Selected passage:
Runtime selection lives in Config.FaceEngine(); auto resolves to ONNX when the SCRFD assets are available, otherwise Pigo. Scheduling is controlled by the face model entry in vision.yml: Config.FaceEngineRunType() simply forwards to vision.Config.RunType(ModelTypeFace) and returns never if no detector is configured. This keeps face detection aligned with embedding generation so both always run together.

Angle Sweep

  • The detector now evaluates the Pigo cascade at -0.3, 0, and +0.3 radians. These angles are exposed via the new FACE_ANGLE option.
  • Configuration entry points:
    • CLI flag: --face-angle=<rad> (repeatable).
    • Environment variable: FACE_ANGLE (comma-separated list).
    • Options API: Config.FaceAngles().
  • At start-up the detector receives a copy of face.DetectionAngles, so runtime overrides do not mutate the global defaults.

Quality & Overlap Thresholds

  • The dynamic quality curve in face.QualityThreshold was flattened for better small-face recall:
    • +12 for scales <26, +8 for <32, +6 for <40, +4 for <50, +2 for <80, +1 for <110.

Work to complete: Retype, with no changes, the part of the face detection notes above that opens with the words containing "Runtime selection lives" and closes with "the global defaults.". The lines further down stand apart from the face detection notes.

Input data:
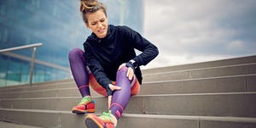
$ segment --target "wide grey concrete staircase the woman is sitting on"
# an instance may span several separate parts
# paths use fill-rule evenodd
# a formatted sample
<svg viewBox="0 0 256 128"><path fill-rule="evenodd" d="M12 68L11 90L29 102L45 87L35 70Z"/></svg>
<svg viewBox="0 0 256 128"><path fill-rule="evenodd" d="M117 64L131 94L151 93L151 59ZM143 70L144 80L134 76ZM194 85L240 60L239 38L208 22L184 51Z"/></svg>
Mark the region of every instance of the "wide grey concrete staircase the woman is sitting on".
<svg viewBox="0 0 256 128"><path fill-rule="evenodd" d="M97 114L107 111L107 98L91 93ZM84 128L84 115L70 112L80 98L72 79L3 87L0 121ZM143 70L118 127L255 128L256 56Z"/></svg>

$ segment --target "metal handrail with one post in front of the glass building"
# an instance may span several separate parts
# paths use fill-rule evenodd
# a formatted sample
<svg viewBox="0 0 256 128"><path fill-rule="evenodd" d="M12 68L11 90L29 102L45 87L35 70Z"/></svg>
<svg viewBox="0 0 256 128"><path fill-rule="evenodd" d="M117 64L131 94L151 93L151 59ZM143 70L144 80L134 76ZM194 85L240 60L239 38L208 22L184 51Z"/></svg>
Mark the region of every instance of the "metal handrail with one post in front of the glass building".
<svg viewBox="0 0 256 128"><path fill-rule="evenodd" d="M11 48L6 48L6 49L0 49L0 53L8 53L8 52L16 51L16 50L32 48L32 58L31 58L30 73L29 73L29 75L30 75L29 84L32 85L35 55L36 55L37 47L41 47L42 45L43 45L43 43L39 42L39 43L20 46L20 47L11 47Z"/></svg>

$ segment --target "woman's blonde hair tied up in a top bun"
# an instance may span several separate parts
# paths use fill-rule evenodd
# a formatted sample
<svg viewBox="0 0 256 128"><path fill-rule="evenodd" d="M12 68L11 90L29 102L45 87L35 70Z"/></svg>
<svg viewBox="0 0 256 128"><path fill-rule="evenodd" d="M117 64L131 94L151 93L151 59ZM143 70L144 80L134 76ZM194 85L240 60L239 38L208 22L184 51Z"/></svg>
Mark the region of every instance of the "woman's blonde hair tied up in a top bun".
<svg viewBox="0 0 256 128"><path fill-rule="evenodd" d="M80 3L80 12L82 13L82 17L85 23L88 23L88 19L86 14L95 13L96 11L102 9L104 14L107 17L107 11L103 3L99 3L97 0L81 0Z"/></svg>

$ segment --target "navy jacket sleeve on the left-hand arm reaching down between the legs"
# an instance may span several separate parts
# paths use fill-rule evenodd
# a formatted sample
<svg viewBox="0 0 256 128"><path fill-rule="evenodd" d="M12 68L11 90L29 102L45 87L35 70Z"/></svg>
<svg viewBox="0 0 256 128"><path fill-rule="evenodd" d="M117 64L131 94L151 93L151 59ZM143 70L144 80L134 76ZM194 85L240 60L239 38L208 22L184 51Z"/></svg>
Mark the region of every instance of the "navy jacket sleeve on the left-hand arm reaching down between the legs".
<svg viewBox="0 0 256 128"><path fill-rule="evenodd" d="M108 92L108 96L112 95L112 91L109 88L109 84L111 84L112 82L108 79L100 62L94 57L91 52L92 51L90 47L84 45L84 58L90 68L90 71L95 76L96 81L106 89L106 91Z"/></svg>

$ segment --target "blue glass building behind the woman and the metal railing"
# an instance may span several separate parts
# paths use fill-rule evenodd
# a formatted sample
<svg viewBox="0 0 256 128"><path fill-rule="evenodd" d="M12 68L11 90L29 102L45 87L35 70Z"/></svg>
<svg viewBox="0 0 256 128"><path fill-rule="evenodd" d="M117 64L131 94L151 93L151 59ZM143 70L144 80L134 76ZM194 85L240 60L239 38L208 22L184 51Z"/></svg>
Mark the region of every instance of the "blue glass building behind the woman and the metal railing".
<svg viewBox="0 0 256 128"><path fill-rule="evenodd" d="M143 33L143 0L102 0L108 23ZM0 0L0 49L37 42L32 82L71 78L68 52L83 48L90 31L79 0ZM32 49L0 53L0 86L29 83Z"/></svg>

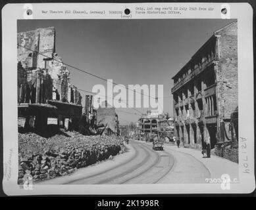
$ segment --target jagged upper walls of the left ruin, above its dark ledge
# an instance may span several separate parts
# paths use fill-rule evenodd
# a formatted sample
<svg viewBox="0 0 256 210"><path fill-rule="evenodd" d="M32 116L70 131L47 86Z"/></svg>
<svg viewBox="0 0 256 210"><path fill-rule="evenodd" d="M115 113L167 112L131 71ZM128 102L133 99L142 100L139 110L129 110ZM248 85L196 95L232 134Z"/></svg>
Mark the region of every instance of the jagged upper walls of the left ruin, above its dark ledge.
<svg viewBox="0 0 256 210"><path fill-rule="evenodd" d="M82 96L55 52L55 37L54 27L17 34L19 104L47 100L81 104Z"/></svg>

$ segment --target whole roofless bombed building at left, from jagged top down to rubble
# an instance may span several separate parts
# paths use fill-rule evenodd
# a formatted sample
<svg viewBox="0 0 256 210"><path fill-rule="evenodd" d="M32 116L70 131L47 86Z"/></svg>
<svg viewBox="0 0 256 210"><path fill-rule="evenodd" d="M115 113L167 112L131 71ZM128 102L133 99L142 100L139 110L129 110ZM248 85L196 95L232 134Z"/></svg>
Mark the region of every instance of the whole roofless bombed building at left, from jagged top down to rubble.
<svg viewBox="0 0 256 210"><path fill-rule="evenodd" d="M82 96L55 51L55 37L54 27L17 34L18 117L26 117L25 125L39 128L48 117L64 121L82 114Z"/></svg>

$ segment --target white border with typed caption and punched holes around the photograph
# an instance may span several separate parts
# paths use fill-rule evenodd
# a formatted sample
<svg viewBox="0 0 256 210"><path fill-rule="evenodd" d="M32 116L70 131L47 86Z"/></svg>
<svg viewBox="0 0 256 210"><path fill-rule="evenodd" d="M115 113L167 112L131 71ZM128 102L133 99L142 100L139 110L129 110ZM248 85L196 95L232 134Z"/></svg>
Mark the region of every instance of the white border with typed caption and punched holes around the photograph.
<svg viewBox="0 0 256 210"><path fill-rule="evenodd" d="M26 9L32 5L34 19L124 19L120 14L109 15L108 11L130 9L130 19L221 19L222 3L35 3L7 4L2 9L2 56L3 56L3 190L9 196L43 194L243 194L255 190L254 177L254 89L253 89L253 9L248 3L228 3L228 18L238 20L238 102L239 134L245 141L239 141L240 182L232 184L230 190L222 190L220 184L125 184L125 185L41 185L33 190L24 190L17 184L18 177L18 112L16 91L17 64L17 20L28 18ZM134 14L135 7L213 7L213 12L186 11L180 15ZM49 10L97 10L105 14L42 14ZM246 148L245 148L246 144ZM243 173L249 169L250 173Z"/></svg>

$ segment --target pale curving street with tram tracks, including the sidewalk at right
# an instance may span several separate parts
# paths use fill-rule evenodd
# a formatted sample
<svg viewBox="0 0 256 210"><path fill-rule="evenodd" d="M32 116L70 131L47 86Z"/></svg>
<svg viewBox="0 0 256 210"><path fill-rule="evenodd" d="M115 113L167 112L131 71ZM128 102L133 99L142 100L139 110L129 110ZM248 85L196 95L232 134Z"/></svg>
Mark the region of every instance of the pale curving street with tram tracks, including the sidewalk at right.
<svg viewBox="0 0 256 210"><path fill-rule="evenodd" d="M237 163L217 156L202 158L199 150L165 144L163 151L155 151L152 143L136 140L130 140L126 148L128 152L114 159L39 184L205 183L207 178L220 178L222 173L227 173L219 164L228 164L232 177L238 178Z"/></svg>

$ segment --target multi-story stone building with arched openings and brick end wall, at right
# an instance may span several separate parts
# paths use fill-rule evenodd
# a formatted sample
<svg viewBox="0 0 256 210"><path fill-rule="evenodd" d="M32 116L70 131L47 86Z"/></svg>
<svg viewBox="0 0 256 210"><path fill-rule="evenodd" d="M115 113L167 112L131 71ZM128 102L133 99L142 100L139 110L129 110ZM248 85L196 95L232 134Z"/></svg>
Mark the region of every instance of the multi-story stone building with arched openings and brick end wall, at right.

--

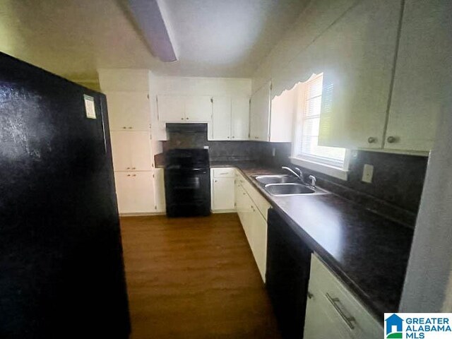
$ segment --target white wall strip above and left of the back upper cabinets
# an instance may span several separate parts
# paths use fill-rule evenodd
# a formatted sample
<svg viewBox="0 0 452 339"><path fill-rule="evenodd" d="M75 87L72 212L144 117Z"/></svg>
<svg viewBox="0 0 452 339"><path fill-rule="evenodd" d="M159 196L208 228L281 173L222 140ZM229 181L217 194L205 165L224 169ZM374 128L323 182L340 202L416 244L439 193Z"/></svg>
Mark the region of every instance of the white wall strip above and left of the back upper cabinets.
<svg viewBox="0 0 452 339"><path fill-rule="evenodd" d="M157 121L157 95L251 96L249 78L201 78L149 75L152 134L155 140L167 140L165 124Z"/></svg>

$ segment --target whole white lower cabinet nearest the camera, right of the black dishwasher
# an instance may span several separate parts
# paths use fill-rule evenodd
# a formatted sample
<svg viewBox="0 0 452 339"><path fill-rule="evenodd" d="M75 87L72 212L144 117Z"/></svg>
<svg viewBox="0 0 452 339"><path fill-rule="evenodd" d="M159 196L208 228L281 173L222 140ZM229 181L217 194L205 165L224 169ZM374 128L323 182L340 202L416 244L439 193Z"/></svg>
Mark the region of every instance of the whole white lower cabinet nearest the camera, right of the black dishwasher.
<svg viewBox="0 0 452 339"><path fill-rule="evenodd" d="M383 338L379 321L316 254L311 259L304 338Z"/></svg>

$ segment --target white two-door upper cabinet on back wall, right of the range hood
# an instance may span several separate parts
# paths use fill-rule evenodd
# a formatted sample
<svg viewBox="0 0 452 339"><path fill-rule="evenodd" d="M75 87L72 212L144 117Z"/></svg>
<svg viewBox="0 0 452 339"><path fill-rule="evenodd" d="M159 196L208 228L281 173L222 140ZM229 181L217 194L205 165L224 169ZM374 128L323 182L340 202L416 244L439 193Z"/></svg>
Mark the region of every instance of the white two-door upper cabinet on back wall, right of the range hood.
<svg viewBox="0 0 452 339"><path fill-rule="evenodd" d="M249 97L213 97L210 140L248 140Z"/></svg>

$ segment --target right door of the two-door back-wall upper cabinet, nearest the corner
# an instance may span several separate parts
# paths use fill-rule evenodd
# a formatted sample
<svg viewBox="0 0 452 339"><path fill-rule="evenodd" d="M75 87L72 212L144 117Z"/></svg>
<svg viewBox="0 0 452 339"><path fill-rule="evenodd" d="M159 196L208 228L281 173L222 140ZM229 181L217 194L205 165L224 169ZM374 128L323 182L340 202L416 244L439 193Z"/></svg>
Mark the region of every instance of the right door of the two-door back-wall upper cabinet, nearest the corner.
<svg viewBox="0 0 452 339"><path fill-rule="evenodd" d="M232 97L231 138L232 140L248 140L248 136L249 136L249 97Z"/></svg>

Written answer:
Runtime selection lives in Config.FaceEngine(); auto resolves to ONNX when the SCRFD assets are available, otherwise Pigo. Scheduling is controlled by the face model entry in vision.yml: Config.FaceEngineRunType() simply forwards to vision.Config.RunType(ModelTypeFace) and returns never if no detector is configured. This keeps face detection aligned with embedding generation so both always run together.

Angle Sweep

  • The detector now evaluates the Pigo cascade at -0.3, 0, and +0.3 radians. These angles are exposed via the new FACE_ANGLE option.
  • Configuration entry points:
    • CLI flag: --face-angle=<rad> (repeatable).
    • Environment variable: FACE_ANGLE (comma-separated list).
    • Options API: Config.FaceAngles().
  • At start-up the detector receives a copy of face.DetectionAngles, so runtime overrides do not mutate the global defaults.